- [Exercise directions]
Please answer these questions from the Synechococcus genome text below:
1. Which open ocean strain is CC9311 compared with?
2. Which two metals does the text name as especially important for CC9311?
3. What feature of CC9311 is predicted to differ in its outer membrane?

START Source text

Genome sequence of Synechococcus CC9311: Insights into adaptation to a coastal environment

Abstract

Coastal aquatic environments are typically more highly productive and dynamic than open ocean ones. Despite these differences, cyanobacteria from the genus Synechococcus are important primary producers in both types of ecosystems. We have found that the genome of a coastal cyanobacterium, Synechococcus sp. strain CC9311, has significant differences from an open ocean strain, Synechococcus sp. strain WH8102, and these are consistent with the differences between their respective environments. CC9311 has a greater capacity to sense and respond to changes in its (coastal) environment. It has a much larger capacity to transport, store, use, or export metals, especially iron and copper. In contrast, phosphate acquisition seems less important, consistent with the higher concentration of phosphate in coastal environments. CC9311 is predicted to have differences in its outer membrane lipopolysaccharide, and this may be characteristic of the speciation of some cyanobacterial groups. In addition, the types of potentially horizontally transferred genes are markedly different between the coastal and open ocean genomes and suggest a more prominent role for phages in horizontal gene transfer in oligotrophic environments.

END Source text
START Listed records

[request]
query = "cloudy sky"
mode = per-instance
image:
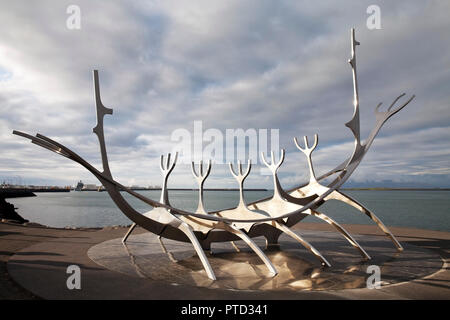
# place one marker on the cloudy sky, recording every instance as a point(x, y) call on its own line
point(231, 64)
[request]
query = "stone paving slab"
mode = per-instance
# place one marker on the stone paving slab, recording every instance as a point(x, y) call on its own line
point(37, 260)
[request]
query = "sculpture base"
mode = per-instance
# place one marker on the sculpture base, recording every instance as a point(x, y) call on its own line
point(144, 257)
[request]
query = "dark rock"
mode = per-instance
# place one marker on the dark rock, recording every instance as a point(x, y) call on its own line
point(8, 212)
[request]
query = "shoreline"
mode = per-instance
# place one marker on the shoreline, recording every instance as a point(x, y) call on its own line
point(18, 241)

END Listed records
START Listed records

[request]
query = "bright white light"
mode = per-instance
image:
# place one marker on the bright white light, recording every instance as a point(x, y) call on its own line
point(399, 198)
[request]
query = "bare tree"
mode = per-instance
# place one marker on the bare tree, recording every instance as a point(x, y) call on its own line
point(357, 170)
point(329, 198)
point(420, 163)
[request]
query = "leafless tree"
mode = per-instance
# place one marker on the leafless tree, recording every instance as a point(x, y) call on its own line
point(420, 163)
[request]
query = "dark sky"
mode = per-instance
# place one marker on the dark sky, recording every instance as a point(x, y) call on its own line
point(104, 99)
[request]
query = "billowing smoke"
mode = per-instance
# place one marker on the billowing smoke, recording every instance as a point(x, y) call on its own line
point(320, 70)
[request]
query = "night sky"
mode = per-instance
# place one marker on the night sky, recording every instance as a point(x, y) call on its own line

END Listed records

- [Answer space]
1. Synechococcus sp. strain WH8102
2. Iron and copper
3. Its lipopolysaccharide